* Begin *

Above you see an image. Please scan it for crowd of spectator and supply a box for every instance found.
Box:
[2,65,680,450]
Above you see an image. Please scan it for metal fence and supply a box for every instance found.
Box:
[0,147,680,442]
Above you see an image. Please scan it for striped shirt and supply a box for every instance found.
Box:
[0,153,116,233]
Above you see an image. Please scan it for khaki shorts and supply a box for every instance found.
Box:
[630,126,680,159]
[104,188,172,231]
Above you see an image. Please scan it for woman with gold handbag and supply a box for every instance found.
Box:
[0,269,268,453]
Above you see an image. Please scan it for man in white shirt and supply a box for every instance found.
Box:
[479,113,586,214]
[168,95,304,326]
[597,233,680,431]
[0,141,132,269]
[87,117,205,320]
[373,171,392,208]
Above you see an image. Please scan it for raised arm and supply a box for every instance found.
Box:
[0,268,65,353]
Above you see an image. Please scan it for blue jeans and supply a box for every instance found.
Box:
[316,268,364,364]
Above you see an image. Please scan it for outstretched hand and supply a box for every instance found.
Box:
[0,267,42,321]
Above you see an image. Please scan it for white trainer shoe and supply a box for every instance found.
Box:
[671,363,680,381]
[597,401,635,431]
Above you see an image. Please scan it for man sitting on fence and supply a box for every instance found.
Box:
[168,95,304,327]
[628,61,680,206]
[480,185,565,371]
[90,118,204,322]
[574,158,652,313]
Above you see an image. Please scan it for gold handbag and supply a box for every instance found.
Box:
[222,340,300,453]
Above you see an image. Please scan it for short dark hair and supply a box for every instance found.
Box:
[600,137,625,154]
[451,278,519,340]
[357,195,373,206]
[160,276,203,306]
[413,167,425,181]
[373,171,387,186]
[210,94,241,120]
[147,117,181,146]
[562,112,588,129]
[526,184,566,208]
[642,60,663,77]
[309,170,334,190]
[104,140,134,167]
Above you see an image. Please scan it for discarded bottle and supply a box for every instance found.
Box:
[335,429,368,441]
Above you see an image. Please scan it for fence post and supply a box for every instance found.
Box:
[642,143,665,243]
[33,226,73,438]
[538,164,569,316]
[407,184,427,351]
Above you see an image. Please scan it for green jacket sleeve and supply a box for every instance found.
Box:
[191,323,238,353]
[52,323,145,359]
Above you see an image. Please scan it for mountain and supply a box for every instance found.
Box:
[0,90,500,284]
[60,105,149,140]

* End *

TO BE DONE -
Rewrite all of the material above as a two-column CSV with the header row instruction,response and one row per entry. Put each entry's text and its answer in a single quoted field, with every line break turned into a space.

PROBLEM SOLUTION -
instruction,response
"Above you see an image. Please scan it for crowd of spectator and supply a box for every instance found. Box:","[2,65,680,450]"
"Above you see an image. Please scan it for metal fence and supply a box for every instance found. Box:","[0,147,680,442]"
"Above you see an image. Please scan it for striped shirt and supply a box for every instance found. Box:","[0,153,116,233]"
"Above you see an image. Please scan it for khaki shorts and supply a box for every instance found. Box:","[630,126,680,159] [104,188,172,231]"
"Above you see an image. Please scan it for woman with gold handbag and supply a box for every instance found. Box:","[0,269,268,453]"
"Above you see an image. Please scan it for man in white shirt and supply a box for every instance found. Box:","[479,113,586,214] [168,95,304,326] [597,233,680,431] [0,141,132,269] [87,117,205,320] [373,171,392,208]"
"Above you see an image. Please scan it for raised arm and supply a box for every instance found. Box:","[0,268,65,353]"
"Above you see an image. Please scan it for blue jeans and supply a box for every instance found. Box:","[316,268,364,364]"
"Above you see an image. Please scan it for outstretched hand and supply a box for every instance found. Box:","[0,267,42,321]"
"Above you see an image. Please scan it for white trainer shoe and supply a box for every instance found. Box:","[671,363,680,381] [597,401,635,431]"
"Above you see an image. Please scan it for man sitting on fence and supply a box for every instance found. Box:","[168,95,304,327] [628,61,680,206] [480,185,565,371] [90,118,204,322] [574,158,652,313]"
"Above you see an image. Please scan it for gold handbag and supply a box for every instance found. Box:","[222,340,300,453]"
"Above you see an image. Please scan it for short dark hair and supply a box for every instance found. Box:","[600,137,625,154] [451,278,519,340] [357,195,373,206] [160,276,203,306] [413,167,425,181] [373,171,387,186] [210,94,241,120] [147,117,181,146] [562,112,588,129] [526,184,566,208] [642,60,663,77] [309,170,334,190] [104,140,134,167]"
"Above you see an image. Please scan it for discarded bottle and supply a box for every instance found. Box:","[335,429,368,441]"
"Above you see an image. Please scan it for fence post and supply a box for every instance found. Box:","[642,143,665,243] [33,226,73,438] [538,164,569,316] [407,184,427,351]"
"Above you see an image. Please scan it for green jacket sleeve and supply a box for every instance found. Box:","[191,323,238,353] [52,323,145,359]"
"Above you see an image. Please scan it for mountain and supply a box for every instance found. Box:","[0,90,500,284] [60,105,149,140]"